Top of SUPPLIED RECORDS

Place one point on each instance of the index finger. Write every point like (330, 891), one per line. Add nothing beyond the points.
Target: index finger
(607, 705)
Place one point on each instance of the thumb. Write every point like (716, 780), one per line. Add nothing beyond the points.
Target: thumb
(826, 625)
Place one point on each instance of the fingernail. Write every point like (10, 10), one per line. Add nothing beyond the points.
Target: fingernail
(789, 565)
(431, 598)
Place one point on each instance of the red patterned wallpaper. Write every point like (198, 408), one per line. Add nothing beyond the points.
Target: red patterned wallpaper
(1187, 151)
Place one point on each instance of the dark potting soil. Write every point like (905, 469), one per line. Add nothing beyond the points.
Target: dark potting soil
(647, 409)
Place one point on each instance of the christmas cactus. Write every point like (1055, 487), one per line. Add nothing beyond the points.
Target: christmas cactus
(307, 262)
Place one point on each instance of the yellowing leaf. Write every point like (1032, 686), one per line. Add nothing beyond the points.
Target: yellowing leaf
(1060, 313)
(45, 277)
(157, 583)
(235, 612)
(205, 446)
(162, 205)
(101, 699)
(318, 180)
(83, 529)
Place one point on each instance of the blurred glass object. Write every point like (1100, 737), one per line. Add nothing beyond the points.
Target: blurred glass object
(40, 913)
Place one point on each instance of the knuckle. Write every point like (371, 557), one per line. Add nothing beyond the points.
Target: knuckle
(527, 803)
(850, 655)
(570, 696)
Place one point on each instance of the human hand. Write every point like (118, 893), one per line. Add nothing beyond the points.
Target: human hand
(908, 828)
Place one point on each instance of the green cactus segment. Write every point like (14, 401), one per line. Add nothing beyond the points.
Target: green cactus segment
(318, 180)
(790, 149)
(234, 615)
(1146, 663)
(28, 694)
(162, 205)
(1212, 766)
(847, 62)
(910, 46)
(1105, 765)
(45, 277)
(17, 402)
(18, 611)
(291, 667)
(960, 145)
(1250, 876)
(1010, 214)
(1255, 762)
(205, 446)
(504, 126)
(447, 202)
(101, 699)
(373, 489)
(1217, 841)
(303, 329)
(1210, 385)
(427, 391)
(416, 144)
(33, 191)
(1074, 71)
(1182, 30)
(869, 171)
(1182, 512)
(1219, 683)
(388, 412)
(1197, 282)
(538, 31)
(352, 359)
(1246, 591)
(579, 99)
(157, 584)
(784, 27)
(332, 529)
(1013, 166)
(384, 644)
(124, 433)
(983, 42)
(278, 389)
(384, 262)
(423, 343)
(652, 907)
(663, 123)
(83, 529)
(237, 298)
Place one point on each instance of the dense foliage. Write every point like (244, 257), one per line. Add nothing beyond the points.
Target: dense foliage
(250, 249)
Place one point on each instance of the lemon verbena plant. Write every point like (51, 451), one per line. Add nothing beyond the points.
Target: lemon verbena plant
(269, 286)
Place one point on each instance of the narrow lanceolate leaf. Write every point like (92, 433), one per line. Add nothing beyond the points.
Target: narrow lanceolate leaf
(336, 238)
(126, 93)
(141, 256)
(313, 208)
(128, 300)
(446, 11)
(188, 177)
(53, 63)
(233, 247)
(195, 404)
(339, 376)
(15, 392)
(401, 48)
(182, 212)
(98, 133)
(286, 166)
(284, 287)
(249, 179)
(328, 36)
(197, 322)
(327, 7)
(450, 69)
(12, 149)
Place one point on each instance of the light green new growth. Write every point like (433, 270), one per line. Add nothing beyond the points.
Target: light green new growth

Bottom of SUPPLIED RECORDS

**WORK TO COMPLETE:** Retype the entries above exactly, but only from the line containing "Target: narrow lanceolate leaf" through the line containing "Place one point on each instance of the light", both included.

**RESULT:**
Target: narrow lanceolate leaf
(336, 238)
(126, 93)
(141, 256)
(313, 208)
(128, 300)
(446, 11)
(188, 177)
(53, 63)
(233, 247)
(195, 404)
(339, 376)
(15, 392)
(401, 48)
(182, 212)
(98, 133)
(286, 166)
(284, 287)
(249, 179)
(328, 36)
(197, 322)
(327, 7)
(450, 69)
(12, 149)
Place one point on each instance of the light green new growth. Write every point like (433, 270), one per line. Add nothing beyond the points.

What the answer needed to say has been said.